**Short exercise:** Copy the entries below line for line without any changes, but leave out the pictures.

**Records to use:**

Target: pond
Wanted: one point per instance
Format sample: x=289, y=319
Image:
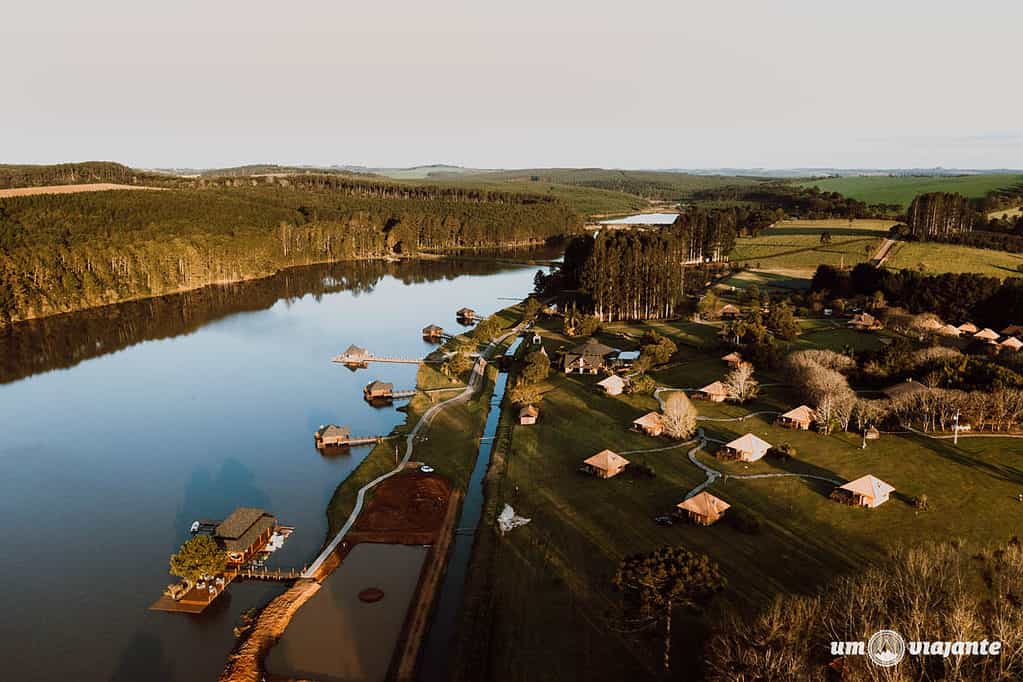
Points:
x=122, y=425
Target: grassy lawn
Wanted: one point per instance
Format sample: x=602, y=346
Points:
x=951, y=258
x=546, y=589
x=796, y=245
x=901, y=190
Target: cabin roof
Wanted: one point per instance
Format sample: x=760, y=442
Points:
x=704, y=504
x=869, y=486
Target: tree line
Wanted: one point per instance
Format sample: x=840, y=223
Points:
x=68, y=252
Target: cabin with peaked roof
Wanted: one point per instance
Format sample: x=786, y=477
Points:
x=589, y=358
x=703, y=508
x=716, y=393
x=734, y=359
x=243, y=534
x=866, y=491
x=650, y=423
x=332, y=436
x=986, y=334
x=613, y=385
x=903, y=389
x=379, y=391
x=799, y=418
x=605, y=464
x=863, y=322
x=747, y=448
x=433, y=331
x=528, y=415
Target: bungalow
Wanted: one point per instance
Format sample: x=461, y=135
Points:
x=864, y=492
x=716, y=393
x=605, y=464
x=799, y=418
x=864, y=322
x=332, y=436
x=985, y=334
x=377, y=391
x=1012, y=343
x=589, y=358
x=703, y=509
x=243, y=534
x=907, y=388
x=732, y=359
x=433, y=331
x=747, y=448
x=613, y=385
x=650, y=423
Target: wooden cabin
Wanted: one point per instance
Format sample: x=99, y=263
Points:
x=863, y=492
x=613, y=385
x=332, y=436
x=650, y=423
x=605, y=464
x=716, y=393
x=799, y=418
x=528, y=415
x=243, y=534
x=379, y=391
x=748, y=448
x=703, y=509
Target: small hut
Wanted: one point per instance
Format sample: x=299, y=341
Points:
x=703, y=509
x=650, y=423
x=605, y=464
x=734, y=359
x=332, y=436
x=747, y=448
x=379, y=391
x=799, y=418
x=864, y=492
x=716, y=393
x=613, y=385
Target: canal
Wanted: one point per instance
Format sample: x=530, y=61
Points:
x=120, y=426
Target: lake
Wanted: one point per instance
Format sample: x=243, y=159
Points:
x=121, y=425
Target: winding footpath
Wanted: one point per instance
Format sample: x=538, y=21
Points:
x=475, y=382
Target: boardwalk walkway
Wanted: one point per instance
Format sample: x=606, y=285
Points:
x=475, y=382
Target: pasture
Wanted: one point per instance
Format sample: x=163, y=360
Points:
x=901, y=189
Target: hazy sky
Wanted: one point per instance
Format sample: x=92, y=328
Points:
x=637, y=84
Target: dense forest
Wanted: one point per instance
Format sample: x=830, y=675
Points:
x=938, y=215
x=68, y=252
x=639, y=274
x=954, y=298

**Solution:**
Target: pond
Wanted: one point per instance
Format sample: x=289, y=319
Image:
Points:
x=122, y=425
Target: grassy lawn
Wanted: one point per instance
Format sample: x=602, y=346
Points:
x=951, y=258
x=546, y=589
x=796, y=245
x=901, y=190
Target: cabin roof
Wanted: one point per instance
Format sample: x=760, y=442
Points:
x=704, y=504
x=869, y=486
Target: tree line
Wanted: one point per instance
Format sample: x=840, y=223
Points:
x=68, y=252
Target: cabin with peaked roof
Wanted: one point per instance
Format sample: x=786, y=477
Points:
x=589, y=358
x=703, y=508
x=716, y=393
x=734, y=359
x=243, y=534
x=866, y=491
x=650, y=423
x=332, y=436
x=986, y=334
x=613, y=385
x=903, y=389
x=379, y=391
x=799, y=418
x=605, y=464
x=863, y=322
x=747, y=448
x=433, y=331
x=528, y=415
Target: bungalow
Wanted: one point per instance
Format sample: x=461, y=135
Points:
x=864, y=492
x=716, y=393
x=605, y=464
x=799, y=418
x=864, y=322
x=332, y=436
x=985, y=334
x=377, y=391
x=1012, y=343
x=589, y=358
x=703, y=509
x=243, y=534
x=907, y=388
x=732, y=359
x=433, y=331
x=747, y=448
x=613, y=385
x=650, y=423
Target: wooden cabin
Wanted: one point per instance
Format sample: x=99, y=263
Points:
x=863, y=492
x=613, y=385
x=332, y=436
x=650, y=423
x=605, y=464
x=716, y=393
x=799, y=418
x=528, y=415
x=243, y=534
x=379, y=391
x=748, y=448
x=703, y=509
Target: small hut
Wanted: one point per instance
Format sample: x=299, y=341
Points:
x=703, y=509
x=650, y=423
x=605, y=464
x=734, y=359
x=332, y=436
x=747, y=448
x=379, y=391
x=799, y=418
x=864, y=492
x=716, y=393
x=613, y=385
Target: canal
Wanted: one point per instance
Format sample: x=530, y=61
Points:
x=120, y=426
Target: lake
Wanted: one point per instance
Format sample: x=243, y=159
Points:
x=121, y=425
Target: winding footpath
Wanted: one point per instance
Format sample: x=538, y=21
Points:
x=475, y=382
Target: boardwalk walkway
Wanted: one point per instance
Format sample: x=606, y=285
Points:
x=475, y=382
Target: pasture
Wanted: one point per instance
Format sample: x=163, y=360
Points:
x=901, y=189
Target: hazy sky
Wanted: one point per instance
Format sample: x=92, y=328
Points:
x=637, y=84
Target: dense forest
Wanted: one point per instance
Format sample: x=830, y=675
Points:
x=938, y=215
x=68, y=252
x=639, y=274
x=954, y=298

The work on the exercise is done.